Retype every one of the items below line for line, without changing a single character.

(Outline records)
________________________________________
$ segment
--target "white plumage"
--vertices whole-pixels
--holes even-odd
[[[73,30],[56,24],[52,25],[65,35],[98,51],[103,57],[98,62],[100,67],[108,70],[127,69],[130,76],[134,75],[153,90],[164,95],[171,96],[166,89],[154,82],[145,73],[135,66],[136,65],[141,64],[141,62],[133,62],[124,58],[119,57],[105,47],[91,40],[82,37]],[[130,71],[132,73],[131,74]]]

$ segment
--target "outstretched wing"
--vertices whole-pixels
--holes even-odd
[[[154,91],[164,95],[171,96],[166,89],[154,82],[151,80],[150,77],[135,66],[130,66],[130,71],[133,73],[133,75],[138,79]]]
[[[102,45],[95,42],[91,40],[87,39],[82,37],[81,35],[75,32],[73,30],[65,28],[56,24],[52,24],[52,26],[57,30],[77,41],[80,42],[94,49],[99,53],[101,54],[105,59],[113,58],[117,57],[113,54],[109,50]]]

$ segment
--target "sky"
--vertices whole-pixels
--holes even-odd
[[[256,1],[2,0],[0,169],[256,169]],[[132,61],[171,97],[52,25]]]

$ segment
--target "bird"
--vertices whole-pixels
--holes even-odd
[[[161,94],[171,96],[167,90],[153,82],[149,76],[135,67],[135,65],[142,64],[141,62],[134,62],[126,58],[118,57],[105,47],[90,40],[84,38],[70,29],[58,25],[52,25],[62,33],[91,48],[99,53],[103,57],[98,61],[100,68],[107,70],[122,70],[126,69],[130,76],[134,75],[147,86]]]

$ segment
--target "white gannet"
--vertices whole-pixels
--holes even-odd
________________________________________
## [Exercise response]
$ segment
--target "white plumage"
--vertices whole-pixels
--holes even-odd
[[[73,30],[56,24],[52,25],[65,35],[98,51],[103,57],[98,62],[100,67],[108,70],[127,69],[130,76],[134,75],[153,90],[164,95],[171,96],[166,89],[154,82],[145,73],[135,66],[136,65],[141,64],[141,62],[133,62],[124,58],[119,57],[105,47],[91,40],[82,37]],[[130,71],[132,73],[131,74]]]

$ segment
--target "outstretched wing"
--vertices whole-pixels
--holes even-odd
[[[154,91],[164,95],[171,96],[166,89],[154,82],[151,80],[150,77],[135,66],[130,66],[130,71],[133,73],[133,75],[138,79]]]
[[[102,45],[95,42],[91,40],[87,39],[82,37],[81,35],[75,32],[73,30],[65,28],[56,24],[52,24],[52,26],[57,30],[77,41],[80,42],[94,49],[99,53],[101,54],[105,59],[113,58],[117,57],[113,54],[109,50]]]

$ segment
--target "sky"
--vertices whole-pixels
--holes even-odd
[[[256,1],[2,0],[0,169],[256,169]],[[132,61],[171,97],[52,25]]]

$ segment
--target "bird"
--vertices whole-pixels
--holes even-odd
[[[161,94],[171,96],[167,90],[153,82],[149,76],[135,67],[135,65],[142,64],[141,62],[134,62],[126,58],[118,57],[105,47],[90,40],[84,38],[70,29],[58,25],[52,25],[62,33],[91,48],[99,53],[103,57],[98,61],[100,68],[107,70],[122,70],[126,69],[130,76],[134,75],[147,86]]]

$ segment
--target "white gannet"
--vertices whole-pixels
--holes even-odd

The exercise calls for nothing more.